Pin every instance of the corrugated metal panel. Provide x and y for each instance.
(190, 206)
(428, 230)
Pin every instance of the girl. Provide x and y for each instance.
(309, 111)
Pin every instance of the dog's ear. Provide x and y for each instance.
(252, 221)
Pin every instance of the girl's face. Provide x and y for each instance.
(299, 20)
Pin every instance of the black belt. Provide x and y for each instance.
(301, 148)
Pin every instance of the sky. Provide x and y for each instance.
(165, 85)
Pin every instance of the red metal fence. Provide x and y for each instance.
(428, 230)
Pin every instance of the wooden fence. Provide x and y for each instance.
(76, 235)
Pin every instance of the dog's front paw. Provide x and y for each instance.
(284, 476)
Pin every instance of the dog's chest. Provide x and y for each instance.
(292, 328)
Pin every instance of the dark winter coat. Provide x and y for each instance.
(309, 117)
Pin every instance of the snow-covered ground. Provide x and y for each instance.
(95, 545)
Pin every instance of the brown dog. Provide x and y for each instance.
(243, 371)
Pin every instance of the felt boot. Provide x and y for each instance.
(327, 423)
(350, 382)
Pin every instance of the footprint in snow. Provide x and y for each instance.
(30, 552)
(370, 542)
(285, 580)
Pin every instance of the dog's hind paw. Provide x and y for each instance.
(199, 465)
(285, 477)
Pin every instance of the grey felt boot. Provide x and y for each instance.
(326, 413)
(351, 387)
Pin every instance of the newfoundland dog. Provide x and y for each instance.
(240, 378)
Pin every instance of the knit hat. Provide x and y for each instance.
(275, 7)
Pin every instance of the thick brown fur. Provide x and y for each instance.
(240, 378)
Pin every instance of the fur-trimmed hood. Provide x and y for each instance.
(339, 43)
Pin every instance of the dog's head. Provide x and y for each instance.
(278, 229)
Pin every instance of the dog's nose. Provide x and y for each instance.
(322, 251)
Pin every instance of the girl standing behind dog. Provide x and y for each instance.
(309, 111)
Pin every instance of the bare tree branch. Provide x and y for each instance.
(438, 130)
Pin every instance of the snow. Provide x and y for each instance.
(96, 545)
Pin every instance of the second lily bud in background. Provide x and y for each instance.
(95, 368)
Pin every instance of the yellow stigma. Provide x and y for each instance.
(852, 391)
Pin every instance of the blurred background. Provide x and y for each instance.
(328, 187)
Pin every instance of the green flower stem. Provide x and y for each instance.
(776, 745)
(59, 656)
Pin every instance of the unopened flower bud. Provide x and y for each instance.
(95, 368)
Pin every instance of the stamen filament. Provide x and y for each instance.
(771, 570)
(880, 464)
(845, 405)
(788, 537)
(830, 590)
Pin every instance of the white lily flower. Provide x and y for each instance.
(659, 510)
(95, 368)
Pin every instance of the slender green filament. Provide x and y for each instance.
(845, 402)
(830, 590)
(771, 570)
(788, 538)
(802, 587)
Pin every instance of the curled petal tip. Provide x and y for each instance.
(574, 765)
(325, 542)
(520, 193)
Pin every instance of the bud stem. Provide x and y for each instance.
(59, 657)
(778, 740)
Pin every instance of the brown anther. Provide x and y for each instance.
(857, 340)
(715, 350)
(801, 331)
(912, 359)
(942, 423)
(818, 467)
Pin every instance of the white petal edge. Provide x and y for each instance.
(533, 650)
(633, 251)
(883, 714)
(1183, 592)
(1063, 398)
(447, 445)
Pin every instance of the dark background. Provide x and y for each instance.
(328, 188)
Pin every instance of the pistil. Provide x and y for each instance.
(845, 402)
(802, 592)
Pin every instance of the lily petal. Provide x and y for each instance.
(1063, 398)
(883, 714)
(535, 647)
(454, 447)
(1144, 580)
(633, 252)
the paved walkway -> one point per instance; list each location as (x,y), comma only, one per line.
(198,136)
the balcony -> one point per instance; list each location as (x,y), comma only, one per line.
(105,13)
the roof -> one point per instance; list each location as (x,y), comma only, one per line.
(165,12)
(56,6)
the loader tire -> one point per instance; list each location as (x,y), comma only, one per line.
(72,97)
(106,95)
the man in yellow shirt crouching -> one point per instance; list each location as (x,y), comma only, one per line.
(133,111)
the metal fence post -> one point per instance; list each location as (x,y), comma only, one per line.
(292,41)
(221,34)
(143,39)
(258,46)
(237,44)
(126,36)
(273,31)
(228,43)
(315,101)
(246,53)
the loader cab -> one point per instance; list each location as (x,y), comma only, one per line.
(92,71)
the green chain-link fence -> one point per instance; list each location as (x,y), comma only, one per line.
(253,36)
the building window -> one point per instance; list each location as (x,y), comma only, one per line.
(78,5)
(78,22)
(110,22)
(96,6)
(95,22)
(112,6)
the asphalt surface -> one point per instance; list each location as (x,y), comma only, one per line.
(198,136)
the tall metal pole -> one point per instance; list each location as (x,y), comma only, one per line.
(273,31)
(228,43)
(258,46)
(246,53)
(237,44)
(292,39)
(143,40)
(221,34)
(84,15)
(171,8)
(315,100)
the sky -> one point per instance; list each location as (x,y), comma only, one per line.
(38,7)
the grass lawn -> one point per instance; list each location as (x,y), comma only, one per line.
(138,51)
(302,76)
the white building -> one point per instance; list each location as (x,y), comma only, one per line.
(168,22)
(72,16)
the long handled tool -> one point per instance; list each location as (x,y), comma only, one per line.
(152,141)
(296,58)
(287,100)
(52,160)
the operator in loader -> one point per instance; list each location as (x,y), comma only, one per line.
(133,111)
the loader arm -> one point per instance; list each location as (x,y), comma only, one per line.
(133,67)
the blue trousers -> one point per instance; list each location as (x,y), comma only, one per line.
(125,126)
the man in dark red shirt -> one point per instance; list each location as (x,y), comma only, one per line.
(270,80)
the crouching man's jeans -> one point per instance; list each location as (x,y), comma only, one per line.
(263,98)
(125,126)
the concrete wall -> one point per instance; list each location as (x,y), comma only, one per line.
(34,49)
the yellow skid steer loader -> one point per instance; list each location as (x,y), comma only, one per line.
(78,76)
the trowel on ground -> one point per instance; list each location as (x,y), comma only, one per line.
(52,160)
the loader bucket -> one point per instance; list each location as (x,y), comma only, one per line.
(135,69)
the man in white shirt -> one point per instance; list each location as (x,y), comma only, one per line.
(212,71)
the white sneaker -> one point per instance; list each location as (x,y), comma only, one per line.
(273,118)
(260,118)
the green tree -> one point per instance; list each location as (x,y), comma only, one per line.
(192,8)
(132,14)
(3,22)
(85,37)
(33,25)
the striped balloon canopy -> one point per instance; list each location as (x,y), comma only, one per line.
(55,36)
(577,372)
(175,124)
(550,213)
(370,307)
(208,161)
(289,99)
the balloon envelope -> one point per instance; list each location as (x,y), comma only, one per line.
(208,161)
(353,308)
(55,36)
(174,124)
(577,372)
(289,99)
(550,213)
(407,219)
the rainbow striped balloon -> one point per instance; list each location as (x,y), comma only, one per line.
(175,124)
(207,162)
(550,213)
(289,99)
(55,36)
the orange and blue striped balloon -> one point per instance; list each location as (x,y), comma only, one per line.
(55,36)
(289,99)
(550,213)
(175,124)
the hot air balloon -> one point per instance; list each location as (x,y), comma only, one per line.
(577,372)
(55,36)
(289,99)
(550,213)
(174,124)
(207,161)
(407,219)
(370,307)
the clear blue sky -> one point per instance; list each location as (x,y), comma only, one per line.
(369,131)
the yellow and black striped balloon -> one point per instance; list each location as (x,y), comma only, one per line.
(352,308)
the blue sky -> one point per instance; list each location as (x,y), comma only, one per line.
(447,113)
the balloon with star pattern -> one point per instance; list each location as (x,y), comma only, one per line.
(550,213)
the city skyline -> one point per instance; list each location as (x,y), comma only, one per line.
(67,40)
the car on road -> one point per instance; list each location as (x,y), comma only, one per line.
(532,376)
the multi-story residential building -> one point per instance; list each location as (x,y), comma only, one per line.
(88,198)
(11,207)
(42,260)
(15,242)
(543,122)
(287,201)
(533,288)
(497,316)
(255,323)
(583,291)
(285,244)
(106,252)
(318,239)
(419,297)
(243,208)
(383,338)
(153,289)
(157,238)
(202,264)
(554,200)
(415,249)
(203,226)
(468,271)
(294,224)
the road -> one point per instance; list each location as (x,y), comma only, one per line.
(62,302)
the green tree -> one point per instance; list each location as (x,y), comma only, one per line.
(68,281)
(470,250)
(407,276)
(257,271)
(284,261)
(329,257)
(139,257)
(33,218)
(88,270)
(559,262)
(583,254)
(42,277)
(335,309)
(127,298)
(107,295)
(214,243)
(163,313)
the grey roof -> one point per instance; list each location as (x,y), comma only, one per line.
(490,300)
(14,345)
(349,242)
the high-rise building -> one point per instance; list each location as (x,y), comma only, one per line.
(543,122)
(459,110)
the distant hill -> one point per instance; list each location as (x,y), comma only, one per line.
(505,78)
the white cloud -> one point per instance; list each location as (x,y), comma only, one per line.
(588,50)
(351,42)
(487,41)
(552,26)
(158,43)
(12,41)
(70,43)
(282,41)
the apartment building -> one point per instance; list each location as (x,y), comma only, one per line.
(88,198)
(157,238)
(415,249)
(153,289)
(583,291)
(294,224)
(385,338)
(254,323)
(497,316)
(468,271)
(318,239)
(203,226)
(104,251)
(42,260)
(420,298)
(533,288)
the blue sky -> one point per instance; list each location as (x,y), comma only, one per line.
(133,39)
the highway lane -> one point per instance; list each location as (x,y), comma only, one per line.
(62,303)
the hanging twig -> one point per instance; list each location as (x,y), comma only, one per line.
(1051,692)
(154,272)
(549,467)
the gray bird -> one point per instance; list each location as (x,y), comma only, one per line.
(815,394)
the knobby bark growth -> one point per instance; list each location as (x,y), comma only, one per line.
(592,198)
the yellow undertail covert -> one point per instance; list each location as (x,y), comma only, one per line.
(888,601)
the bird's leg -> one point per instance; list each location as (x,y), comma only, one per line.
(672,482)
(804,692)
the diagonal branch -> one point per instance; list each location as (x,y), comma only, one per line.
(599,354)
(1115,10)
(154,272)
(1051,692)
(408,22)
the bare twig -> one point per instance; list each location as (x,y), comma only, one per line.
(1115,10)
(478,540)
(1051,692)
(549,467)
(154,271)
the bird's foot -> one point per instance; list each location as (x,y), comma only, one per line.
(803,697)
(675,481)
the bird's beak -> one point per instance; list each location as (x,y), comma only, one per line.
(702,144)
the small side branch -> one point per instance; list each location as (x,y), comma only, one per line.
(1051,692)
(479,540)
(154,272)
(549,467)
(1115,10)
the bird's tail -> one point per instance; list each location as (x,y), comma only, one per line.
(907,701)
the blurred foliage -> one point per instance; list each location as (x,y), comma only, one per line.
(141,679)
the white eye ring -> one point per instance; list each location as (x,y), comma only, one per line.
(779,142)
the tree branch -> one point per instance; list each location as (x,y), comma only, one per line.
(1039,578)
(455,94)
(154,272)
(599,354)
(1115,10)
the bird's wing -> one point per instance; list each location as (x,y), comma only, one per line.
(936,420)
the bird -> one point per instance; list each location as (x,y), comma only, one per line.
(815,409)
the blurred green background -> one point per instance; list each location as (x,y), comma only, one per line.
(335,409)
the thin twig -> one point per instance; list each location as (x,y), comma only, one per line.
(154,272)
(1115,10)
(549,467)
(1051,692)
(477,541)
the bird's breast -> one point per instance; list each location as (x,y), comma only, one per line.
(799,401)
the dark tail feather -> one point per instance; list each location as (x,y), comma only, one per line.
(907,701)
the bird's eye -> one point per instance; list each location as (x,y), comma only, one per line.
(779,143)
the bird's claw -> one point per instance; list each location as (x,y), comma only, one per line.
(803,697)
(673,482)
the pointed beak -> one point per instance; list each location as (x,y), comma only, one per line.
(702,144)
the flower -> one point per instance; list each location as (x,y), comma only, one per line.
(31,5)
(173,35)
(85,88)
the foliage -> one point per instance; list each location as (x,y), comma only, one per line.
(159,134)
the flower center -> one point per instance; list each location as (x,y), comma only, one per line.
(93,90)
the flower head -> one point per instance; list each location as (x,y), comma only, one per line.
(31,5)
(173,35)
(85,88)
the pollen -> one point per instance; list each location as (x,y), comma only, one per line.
···
#### WHAT NEEDS TO BE DONE:
From the line holding "the flower ->" down to the final line above, copy each line exactly, and leave out everything before it.

#### EXERCISE ANSWER:
the flower -> one point per instance; list each location as (x,y), comma only, one per line.
(31,5)
(173,35)
(85,88)
the foliage -> one point per instance; list each location as (x,y), comma only, one per line.
(159,134)
the flower center -> one point per instance; list each location as (x,y), comma only, one per line.
(93,90)
the flower head -> one point per instance; list each location as (x,y), comma only, one per line.
(31,5)
(173,35)
(85,88)
the pollen -> one point per instance; list each location as (x,y), comma only, one per line.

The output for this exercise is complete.